# TEXT EXCERPT
^^^^^^^^^^^^^^^^
I would have liked to be born Greek…
A letter from the first Taiwanese Orthodox missionary Pelagia Yu to the Greek people
I am Chinese, born in Taiwan and my Christian name is Pelagia. I was a Protestant Christian, and it took me five years to become Orthodox. I love to read the Holy Bible and have all of its publications in the Chinese language.
I have visited Greece and discovered that it is a truly unique country. While travelling in your country, even before I arrived, on the plane I saw how different in temperament Greek people were, how cheerfully they conversed with each other, how they laughed and how they applauded the pilot after the landing, something unheard of for us Asians, who are more conservative and do not easily display emotion. I learnt after this experience that the expression of freedom requires passion and liveliness.
In Greece, I visited many churches, I participated in the Divine Liturgy and when I received Holy Communion, it reduced me to tears even though I did not understand the Greek language, because the Orthodox faith is the same, no matter what the language.
I would have liked to be born Greek, to have been born Orthodox, to have received Holy Communion and venerated holy icons from my years of infanthood right up until my death.
I cry for me, and my compatriots, because instead of Holy Communion, we eat and drink food sacrificed to idols.
I would have liked to be born Greek, so my ears may be filled with holy hymns.
I cry for me, and my compatriots, whose ears are filled with the noise of sutras and the screeches of those who worship the idols.
I would have liked to be born Greek, so that I may smell the sweet aroma of incense.
I cry for me, and my compatriots, who are constantly assaulted by the pungent smell of the smoke rising up from the sacrifices offered up to the idols.
^^^^^^^^^^^^^^^^
Some records
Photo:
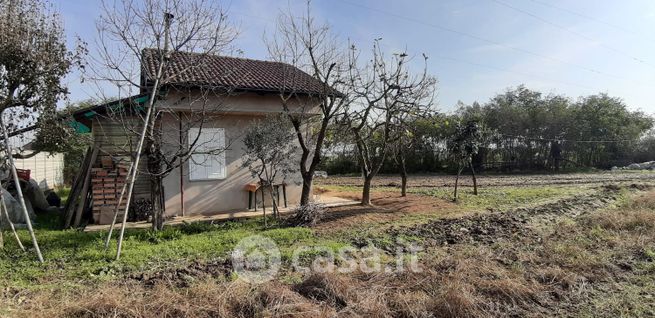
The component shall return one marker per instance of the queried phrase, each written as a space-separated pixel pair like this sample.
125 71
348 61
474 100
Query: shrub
307 215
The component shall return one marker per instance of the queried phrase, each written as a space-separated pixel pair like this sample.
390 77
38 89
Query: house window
208 158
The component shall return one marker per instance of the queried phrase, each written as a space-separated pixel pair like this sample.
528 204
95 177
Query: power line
565 29
546 4
482 39
566 140
510 71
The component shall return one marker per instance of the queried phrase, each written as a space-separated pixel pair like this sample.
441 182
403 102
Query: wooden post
19 191
11 224
116 210
85 189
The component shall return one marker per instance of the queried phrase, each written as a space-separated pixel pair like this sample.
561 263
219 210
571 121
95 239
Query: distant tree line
522 130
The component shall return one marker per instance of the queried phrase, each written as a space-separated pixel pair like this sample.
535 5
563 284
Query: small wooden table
253 187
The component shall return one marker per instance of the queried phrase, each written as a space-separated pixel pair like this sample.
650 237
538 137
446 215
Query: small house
212 98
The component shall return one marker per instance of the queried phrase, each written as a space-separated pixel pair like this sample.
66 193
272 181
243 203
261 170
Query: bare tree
463 146
304 43
269 154
137 42
33 60
385 92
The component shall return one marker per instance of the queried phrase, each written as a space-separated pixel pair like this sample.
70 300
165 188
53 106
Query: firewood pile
106 185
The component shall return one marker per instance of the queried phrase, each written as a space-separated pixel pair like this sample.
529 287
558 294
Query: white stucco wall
219 196
46 169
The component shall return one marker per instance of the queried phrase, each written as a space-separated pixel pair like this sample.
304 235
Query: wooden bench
253 187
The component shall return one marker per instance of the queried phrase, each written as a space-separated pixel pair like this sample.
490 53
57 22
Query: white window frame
203 165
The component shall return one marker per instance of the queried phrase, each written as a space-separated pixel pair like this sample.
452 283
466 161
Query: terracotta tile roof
231 72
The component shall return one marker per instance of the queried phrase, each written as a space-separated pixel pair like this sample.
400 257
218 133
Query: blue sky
476 48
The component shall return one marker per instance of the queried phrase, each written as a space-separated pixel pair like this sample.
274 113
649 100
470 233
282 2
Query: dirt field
499 180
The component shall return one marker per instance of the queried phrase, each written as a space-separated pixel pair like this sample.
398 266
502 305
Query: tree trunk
403 177
366 192
459 171
276 212
306 193
475 181
156 192
157 206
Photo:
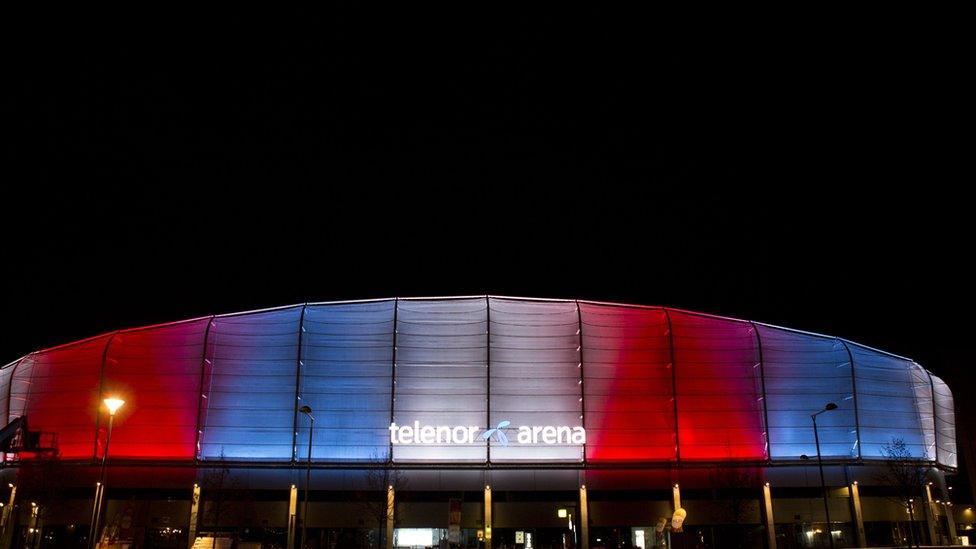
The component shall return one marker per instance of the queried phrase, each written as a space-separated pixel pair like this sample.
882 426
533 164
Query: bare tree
372 502
733 484
228 503
906 475
41 482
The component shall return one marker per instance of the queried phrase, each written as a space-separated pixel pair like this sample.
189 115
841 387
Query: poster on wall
454 521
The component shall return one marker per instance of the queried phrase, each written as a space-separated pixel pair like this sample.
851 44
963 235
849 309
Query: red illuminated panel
58 391
627 384
719 388
156 370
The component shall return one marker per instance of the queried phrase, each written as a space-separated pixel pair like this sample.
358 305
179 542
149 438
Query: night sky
802 177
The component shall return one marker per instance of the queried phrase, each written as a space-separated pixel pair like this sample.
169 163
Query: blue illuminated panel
945 423
535 376
887 403
251 375
804 372
441 373
347 363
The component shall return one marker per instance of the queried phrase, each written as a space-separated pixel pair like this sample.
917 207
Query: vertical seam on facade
579 318
396 308
935 414
101 389
298 385
10 390
10 386
488 377
674 386
762 379
200 400
857 418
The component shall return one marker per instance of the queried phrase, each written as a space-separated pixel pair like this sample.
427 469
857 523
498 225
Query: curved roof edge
424 298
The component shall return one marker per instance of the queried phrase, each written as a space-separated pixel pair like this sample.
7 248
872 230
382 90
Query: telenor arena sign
469 434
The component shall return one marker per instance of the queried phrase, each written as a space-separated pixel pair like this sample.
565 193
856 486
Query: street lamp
113 404
307 410
823 485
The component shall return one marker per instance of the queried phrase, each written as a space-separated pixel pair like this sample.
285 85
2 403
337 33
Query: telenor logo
471 434
500 435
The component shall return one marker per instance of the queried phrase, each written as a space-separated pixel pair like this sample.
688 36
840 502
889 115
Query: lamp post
823 485
307 410
113 404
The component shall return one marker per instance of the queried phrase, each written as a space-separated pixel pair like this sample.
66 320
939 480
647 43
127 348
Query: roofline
486 296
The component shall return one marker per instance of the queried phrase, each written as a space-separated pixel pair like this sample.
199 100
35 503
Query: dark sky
805 177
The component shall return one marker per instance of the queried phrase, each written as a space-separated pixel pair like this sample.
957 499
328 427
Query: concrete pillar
390 509
292 510
96 515
768 517
951 520
34 527
858 516
6 522
584 519
930 515
487 516
194 513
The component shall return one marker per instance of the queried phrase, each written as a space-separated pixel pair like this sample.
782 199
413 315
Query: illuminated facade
480 384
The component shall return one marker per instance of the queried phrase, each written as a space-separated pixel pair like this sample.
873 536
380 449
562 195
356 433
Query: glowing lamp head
113 404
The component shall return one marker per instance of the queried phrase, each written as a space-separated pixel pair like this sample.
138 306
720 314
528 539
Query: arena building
473 421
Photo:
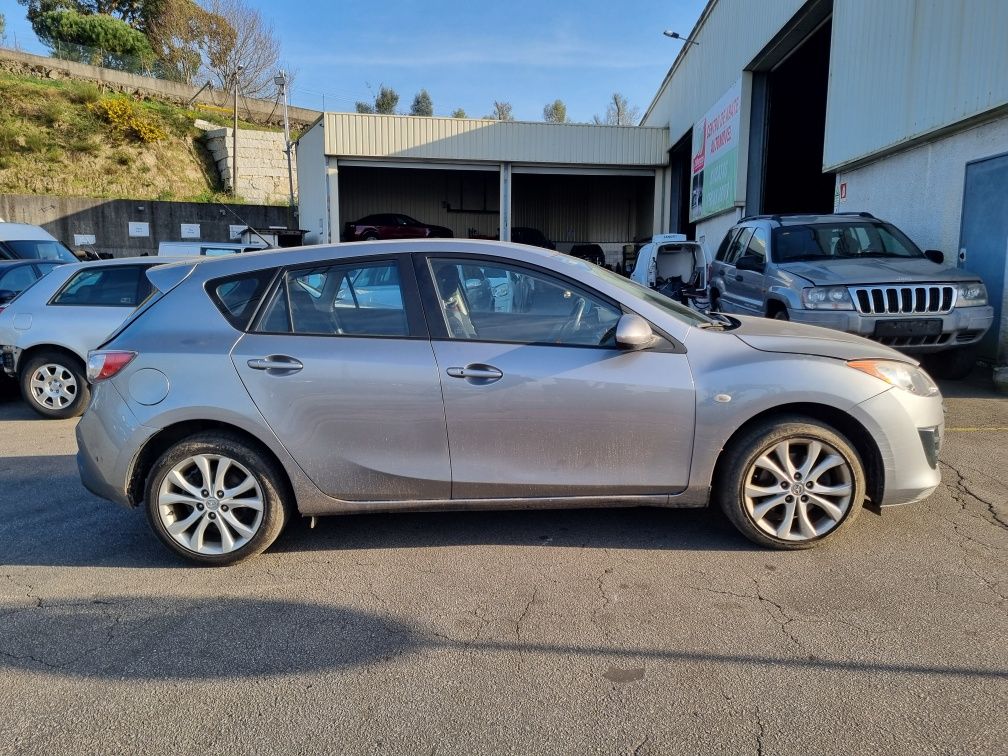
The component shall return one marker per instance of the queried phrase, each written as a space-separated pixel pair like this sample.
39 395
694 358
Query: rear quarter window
238 296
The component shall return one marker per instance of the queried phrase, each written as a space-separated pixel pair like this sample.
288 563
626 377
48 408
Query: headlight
898 374
827 297
972 294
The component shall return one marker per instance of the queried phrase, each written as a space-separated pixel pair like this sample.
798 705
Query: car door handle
477 373
276 362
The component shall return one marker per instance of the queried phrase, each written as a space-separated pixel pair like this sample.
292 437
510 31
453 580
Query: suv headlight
899 374
972 294
827 297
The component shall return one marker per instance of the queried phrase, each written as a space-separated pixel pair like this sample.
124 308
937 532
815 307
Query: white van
206 249
674 267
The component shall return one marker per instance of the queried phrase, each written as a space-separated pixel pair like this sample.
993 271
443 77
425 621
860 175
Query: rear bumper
960 328
108 438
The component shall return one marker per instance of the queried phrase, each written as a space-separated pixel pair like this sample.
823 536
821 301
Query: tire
221 529
745 469
954 364
54 385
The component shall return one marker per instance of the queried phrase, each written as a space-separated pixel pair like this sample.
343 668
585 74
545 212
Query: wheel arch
171 434
845 423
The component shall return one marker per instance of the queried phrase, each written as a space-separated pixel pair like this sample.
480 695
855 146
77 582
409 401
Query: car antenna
247 224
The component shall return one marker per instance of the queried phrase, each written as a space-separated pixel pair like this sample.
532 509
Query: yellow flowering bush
122 116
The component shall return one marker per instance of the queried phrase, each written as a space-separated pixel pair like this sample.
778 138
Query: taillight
104 365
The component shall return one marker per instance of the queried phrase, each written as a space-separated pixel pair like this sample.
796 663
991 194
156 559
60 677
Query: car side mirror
634 333
748 262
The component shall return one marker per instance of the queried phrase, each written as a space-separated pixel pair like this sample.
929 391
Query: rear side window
120 286
238 296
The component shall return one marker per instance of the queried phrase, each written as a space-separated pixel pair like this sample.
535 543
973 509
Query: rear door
347 380
729 276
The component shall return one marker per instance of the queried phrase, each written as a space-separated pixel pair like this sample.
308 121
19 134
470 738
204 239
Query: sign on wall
715 165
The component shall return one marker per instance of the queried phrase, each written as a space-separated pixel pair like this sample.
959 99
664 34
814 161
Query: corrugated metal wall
902 69
356 135
730 37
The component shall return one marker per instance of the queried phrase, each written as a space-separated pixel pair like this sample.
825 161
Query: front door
347 380
983 246
538 399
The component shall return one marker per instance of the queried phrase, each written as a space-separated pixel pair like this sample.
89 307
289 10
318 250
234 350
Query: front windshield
672 307
843 241
41 249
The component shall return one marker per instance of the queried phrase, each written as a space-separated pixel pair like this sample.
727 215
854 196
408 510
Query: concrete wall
260 111
108 220
262 163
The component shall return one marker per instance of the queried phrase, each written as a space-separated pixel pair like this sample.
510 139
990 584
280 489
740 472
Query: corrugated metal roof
472 139
903 69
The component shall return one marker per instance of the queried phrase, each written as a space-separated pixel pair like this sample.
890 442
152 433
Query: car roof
19 232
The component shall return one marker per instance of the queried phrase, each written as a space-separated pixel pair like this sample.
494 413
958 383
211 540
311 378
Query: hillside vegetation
70 138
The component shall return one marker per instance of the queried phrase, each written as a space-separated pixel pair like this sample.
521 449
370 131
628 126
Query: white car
46 331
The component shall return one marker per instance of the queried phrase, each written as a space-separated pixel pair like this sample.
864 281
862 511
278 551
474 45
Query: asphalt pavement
625 631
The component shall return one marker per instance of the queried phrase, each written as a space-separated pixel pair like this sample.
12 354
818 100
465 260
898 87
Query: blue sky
469 53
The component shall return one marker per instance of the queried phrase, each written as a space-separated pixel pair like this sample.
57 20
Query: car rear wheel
790 484
215 499
53 384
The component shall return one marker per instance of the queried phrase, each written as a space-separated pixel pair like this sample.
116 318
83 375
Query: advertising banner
715 165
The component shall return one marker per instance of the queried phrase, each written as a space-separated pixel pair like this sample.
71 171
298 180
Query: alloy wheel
211 504
798 489
53 386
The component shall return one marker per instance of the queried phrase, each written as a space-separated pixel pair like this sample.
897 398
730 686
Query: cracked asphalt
600 631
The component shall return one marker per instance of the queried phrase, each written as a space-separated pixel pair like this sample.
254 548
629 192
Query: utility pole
234 139
281 82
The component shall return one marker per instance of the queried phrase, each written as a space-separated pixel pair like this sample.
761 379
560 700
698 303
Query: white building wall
312 197
920 190
902 69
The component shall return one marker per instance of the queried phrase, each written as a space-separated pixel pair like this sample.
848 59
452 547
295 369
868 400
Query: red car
392 226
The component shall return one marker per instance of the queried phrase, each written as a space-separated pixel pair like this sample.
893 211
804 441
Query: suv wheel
216 500
954 364
790 484
53 384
^^^^^^^^^^^^^^^^
# AIM
Continue the letter from Pelagia Yu to the Greek people, starting after its last sentence.

# RESPONSE
I would have liked to be born Greek, so that my hands could touch the holy icons, the holy relics of the Saints and be filled with the love of Christ.
I cry for me, and my compatriots, whose hands touch the idols and the things sacrificed to them, but who in reality are holding on to nothing.
I would have liked to be born Greek, so that I may light candles to Christ – not like here, where we burn money as an offering to the spirits.
I was searching for the Truth, using more than 30 different publications of the Holy Bible, which unfortunately, were all full of errors (translated by non-Orthodox).
I would have liked to be born Greek, so that I may read the Holy Bible in its original form!
I cry for me, and my compatriots, because, although we have eyes, we are blind.
I would have liked to be born Greek, so that I may be able to see the grace of God all around me.
I cry for me, and my compatriots, who are surrounded by temples dedicated to false gods.
Yes, I am Orthodox, but living in Taiwan, I have very limited opportunities to experience the Orthodox Christian way of life.
I cry for me, because I do not have the ability to show my compatriots the greatness of our faith… The people here want to see signs and miracles…
I cry for me, and my compatriots, because we do not have the gift of hearing of and seeing so many miracles, so many holy words that you have seen and heard over 2000 years in Greece, and which you still see…Taiwan is not an Orthodox country, our feast days and holy days do not look at all like yours.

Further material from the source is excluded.